Consigna a ::
Reproduce sin cambios la parte del fragmento de abajo que va desde "Podemos observar que" hasta "metafísico para distinguirlos.", ambos incluidos.

Fragmento ::
============================================================
Podemos observar que una distinción semejante a ésta afecta a todas las percepciones de la mente. Un hombre furioso es movido de manera muy distinta que aquel que sólo piensa esta emoción. Si se me dice que alguien está enamorado, puedo fácilmente comprender lo que se me da a entender y hacerme adecuadamente cargo de su situación, pero nunca puedo confundir este conocimiento con los desórdenes y agitaciones mismos de la pasión. Cuando reflexionamos sobre nuestros sentimientos e impresiones pasados, nuestro pensamiento es un espejo fiel, y reproduce sus objetos verazmente, pero los colores que emplea son tenues y apagados en comparación con aquellos bajo los que nuestra percepción original se presentaba. No se requiere ninguna capacidad de aguda distinción ni cabeza de metafísico para distinguirlos.
He aquí, pues, que podemos dividir todas las percepciones de la mente en dos clases o especies, que se distinguen por sus distintos grados de fuerza o vivacidad. Las menos fuertes e intensas comúnmente son llamadas pensamientos o ideas; la otra especie carece de un nombre en nuestro idioma, como en la mayoría de los demás, según creo, porque solamente con fines filosóficos era necesario encuadrarlos bajo un término o denominación general. Concedámonos, pues, a nosotros mismos un poco de libertad, y llamémoslas impresiones, empleando este término en una acepción un poco distinta de la usual. Con el término impresión, pues, quiero denotar nuestras percepciones más intensas: cuando oímos, o vemos, o sentimos, o amamos, u odiamos, o deseamos, o queremos. Y las impresiones se distinguen de las ideas, en que son percepciones menos intensas de las que tenemos conciencia, cuando reflexionamos sobre las sensaciones o
movimientos arriba mencionados.
Nada puede parecer, a primera vista, más ilimitado que el pensamiento del hombre que no sólo escapa a todo poder y autoridad humana, sino que ni siquiera está encerrado dentro de los límites de la naturaleza y de la realidad. Formar monstruos y unir formas y apariencias incongruentes, no requiere de la imaginación más esfuerzo que el concebir objetos más naturales y familiares. Y mientras que el cuerpo está confinado a un
planeta a lo largo del cual se arrastra con dolor y dificultad, el pensamiento, en un instante, puede transportarnos a las regiones más distantes del universo; o incluso más allá del universo, al caos ilimitado donde, según se cree, la naturaleza se halla en confusión total. Lo que nunca se vio o se ha oído contar, puede, sin embargo, concebirse. Nada está más allá del poder del pensamiento, salvo lo que implica contradicción absoluta.
============================================================
Datos del ejercicio ::
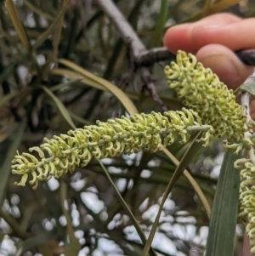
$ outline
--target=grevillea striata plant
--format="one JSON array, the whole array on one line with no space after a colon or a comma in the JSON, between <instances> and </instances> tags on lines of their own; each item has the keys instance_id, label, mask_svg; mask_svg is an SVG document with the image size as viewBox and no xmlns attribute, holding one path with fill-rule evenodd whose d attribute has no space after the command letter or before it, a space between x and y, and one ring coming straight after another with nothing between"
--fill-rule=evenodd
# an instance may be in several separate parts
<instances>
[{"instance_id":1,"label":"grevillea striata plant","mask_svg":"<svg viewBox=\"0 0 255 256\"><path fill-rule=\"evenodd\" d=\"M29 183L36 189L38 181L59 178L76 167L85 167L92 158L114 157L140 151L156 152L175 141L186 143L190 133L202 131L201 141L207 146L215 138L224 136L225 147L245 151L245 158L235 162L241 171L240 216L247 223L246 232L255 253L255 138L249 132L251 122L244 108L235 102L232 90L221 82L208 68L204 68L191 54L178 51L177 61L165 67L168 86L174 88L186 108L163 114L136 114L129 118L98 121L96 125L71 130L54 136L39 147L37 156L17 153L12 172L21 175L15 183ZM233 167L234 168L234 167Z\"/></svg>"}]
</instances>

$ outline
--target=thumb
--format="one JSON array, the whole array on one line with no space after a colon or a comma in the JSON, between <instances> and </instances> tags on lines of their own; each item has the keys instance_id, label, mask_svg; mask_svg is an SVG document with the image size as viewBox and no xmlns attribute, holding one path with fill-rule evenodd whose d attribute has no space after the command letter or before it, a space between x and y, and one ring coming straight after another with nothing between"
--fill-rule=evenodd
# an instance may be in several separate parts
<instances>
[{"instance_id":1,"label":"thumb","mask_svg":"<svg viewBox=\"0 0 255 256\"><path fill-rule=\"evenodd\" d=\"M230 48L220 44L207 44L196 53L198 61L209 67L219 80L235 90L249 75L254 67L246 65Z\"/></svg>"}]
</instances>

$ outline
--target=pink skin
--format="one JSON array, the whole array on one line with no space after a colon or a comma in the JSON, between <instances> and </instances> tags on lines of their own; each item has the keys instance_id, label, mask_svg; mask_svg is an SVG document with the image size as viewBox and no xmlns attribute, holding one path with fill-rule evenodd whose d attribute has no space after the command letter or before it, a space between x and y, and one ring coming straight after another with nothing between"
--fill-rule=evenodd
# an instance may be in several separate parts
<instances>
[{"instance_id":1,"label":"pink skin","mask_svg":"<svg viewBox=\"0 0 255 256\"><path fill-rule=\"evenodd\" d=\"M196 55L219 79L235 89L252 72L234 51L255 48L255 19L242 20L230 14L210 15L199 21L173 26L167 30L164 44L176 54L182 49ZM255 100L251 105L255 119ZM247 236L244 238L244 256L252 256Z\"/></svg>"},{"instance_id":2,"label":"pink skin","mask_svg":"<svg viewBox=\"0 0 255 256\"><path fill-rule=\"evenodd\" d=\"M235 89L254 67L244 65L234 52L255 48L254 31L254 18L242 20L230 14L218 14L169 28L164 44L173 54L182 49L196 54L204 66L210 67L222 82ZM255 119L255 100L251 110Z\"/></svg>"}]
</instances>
============================================================
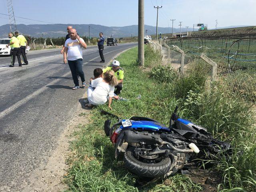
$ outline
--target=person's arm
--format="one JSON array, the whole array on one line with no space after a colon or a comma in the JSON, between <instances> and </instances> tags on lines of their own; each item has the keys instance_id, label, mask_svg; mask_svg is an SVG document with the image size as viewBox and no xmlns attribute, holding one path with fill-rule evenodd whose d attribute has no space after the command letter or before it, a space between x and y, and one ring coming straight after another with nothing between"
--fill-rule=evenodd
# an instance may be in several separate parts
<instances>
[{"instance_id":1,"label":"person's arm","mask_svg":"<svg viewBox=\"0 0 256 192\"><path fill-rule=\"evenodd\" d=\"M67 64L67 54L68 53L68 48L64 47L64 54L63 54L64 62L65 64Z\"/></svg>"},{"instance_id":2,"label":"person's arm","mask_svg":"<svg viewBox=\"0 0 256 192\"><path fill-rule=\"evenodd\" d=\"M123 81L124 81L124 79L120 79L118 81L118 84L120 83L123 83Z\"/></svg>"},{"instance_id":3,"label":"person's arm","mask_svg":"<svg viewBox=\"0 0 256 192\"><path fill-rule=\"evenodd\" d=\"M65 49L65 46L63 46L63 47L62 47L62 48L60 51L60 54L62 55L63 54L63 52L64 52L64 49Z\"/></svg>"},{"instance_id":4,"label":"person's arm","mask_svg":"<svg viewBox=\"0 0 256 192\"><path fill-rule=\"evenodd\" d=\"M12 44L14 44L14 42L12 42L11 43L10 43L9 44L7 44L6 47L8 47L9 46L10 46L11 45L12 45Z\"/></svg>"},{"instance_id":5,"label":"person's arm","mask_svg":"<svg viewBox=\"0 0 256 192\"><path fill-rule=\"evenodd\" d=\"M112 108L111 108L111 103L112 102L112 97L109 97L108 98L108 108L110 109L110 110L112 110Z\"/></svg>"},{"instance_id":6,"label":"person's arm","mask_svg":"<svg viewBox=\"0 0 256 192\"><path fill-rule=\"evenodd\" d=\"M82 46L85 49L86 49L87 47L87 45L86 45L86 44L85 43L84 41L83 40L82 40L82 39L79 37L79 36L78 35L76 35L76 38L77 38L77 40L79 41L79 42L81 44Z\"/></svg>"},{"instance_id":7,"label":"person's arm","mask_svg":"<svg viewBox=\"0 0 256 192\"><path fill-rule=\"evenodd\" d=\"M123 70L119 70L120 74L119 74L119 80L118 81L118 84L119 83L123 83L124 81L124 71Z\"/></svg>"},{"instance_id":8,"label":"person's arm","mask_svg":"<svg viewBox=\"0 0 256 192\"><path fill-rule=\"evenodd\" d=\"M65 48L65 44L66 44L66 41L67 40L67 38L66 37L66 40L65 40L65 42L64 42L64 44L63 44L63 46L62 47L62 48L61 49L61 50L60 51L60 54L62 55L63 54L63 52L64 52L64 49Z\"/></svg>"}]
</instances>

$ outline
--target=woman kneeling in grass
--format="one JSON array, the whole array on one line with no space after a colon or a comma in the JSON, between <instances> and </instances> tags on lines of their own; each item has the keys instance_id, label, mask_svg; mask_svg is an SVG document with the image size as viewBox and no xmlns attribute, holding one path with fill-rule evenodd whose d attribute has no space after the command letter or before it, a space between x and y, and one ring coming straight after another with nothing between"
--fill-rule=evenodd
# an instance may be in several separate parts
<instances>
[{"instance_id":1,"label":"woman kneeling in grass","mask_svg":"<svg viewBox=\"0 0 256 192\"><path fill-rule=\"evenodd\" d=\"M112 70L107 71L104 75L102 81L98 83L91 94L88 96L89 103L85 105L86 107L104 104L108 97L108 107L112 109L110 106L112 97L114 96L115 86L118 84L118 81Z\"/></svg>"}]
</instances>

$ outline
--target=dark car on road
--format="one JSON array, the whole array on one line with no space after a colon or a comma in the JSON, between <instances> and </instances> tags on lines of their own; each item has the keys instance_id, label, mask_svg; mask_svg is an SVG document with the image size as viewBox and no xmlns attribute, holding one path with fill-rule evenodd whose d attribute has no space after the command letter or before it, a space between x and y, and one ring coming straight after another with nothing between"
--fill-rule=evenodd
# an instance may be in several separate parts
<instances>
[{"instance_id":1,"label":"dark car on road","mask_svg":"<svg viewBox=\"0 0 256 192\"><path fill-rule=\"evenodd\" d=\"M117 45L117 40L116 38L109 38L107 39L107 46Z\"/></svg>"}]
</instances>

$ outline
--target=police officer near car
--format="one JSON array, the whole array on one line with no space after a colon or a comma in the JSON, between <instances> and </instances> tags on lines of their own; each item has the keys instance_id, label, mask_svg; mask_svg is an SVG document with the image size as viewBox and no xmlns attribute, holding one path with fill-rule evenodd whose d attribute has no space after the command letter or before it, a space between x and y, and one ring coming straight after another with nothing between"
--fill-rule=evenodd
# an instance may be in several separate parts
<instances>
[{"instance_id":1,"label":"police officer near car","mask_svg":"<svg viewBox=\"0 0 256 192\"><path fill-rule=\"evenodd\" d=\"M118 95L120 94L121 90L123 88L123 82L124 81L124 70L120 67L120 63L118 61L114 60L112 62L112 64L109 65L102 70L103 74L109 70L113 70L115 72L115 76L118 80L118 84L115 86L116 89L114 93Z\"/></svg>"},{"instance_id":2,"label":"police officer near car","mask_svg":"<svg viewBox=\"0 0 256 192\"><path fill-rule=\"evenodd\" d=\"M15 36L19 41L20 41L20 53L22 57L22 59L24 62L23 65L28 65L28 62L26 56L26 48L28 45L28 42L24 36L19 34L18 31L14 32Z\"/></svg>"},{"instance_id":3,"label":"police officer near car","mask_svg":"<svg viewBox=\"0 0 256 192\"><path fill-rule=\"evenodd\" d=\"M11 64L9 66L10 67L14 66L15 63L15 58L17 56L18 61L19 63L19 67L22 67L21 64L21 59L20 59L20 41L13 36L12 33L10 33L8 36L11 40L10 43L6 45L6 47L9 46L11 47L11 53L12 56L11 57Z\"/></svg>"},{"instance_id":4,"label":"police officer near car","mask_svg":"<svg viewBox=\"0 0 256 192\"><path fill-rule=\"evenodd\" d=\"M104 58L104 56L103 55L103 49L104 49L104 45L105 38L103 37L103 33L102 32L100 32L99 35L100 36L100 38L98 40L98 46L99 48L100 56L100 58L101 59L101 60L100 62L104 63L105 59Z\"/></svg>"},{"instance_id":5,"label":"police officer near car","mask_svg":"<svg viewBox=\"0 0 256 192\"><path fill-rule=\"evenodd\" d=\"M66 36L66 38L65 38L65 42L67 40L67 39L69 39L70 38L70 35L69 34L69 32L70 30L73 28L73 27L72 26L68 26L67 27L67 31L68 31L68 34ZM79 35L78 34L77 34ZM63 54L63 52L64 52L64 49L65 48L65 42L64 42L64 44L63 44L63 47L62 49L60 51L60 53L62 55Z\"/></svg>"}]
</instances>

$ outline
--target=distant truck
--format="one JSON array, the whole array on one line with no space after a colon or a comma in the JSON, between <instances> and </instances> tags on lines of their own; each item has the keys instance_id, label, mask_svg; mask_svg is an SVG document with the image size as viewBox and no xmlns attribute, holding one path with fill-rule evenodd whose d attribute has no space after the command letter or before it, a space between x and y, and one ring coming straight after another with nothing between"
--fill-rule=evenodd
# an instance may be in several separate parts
============================================================
Consigna b ::
Muestra todas las líneas de los registros que contienen la cadena "target".

Resultado a ::
Podemos observar que una distinción semejante a ésta afecta a todas las percepciones de la mente. Un hombre furioso es movido de manera muy distinta que aquel que sólo piensa esta emoción. Si se me dice que alguien está enamorado, puedo fácilmente comprender lo que se me da a entender y hacerme adecuadamente cargo de su situación, pero nunca puedo confundir este conocimiento con los desórdenes y agitaciones mismos de la pasión. Cuando reflexionamos sobre nuestros sentimientos e impresiones pasados, nuestro pensamiento es un espejo fiel, y reproduce sus objetos verazmente, pero los colores que emplea son tenues y apagados en comparación con aquellos bajo los que nuestra percepción original se presentaba. No se requiere ninguna capacidad de aguda distinción ni cabeza de metafísico para distinguirlos.

Resultado b ::
--target=grevillea striata plant
--target=thumb
--target=pink skin
--target=person's arm
--target=woman kneeling in grass
--target=dark car on road
--target=police officer near car
--target=distant truck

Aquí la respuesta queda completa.